▸ EXTRACT PROVIDED:
- - -
Legal loophole or a blind eye?
There’s often talk about whether Denmark’s Freetown Christiana is an actual oasis within Copenhagen where drugs are legal to buy, sell, and use. It is true that in Christiana, a small section on Copenhagen’s east side, drugs are sold openly along Pusher Street which runs through the enclave, and they have been for decades with very little police interruption, which is why people believe this. It’s not true though, and in reality, really just the authorities turning a blind eye.
Denmark isn’t exactly liberal when it comes to drugs, and even in the earlier days of Christiana back in the 70’s, it wasn’t legal then either, but rather than violently evict the peaceful hobos who had taken over the military base in 1971 starting this whole ‘social experiment’, the police allowed them to stay, a decision that reverberates today with the current existence of Christiana, and the open drug trade within.
It is a testament to something that through the years, as different legal provisions have come and gone, Christiania has always survived, leading to a current situation where Christiania is partially owned by its residents. The residents also have a certain measure of self-governance, and whereas this could almost seem like a form of placation, without any real value, the illegal activity that persists as regular every day culture says otherwise.
And all this even despite shootings in 2005 and 2016, and a grenade attack in 2009 (though the people of Christiana are known to be peaceful, drugs do come with problems at times). My guess is that as a top tourist attraction, the Danes are reluctant to remove it after all these years, especially as it stands for peace and liberty and would cause quite a stir if aggressively destroyed. And so, Christiana continues, not because it’s technically legal, but because no one is going to stop it.
- - -
▸ PROMPT:
Transcribe word for word the stretch of the passage on Copenhagen's Freetown from "And all this" through "to stop it.".

▸ SUPPLIED ENTRIES:
- - -
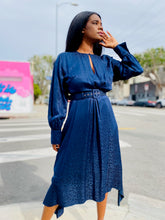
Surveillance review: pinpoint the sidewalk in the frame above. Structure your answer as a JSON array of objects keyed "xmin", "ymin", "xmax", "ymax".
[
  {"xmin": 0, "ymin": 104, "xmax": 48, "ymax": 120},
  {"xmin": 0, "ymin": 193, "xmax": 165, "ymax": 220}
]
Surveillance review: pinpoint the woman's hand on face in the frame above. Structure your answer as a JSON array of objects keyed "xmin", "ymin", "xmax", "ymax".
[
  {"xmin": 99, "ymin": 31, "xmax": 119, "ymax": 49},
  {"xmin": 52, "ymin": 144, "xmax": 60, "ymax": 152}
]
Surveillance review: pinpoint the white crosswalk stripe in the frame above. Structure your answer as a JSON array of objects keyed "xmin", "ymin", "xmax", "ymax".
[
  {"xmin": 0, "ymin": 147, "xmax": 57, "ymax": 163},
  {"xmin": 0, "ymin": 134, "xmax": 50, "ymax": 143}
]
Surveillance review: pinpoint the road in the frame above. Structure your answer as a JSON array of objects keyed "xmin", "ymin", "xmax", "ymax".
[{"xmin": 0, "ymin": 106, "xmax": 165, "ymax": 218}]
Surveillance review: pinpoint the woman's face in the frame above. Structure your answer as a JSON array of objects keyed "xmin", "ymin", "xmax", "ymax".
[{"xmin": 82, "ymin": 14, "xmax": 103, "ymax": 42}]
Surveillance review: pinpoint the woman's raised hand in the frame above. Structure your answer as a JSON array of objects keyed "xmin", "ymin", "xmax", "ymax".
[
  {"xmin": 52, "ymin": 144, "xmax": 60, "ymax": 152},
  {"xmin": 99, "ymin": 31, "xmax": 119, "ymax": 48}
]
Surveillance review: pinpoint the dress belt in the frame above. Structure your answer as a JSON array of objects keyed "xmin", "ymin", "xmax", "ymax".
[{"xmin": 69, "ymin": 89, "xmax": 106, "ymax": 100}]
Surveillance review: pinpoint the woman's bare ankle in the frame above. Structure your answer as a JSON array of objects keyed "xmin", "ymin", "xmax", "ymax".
- - -
▸ COMPLETED EXERCISE:
And all this even despite shootings in 2005 and 2016, and a grenade attack in 2009 (though the people of Christiana are known to be peaceful, drugs do come with problems at times). My guess is that as a top tourist attraction, the Danes are reluctant to remove it after all these years, especially as it stands for peace and liberty and would cause quite a stir if aggressively destroyed. And so, Christiana continues, not because it’s technically legal, but because no one is going to stop it.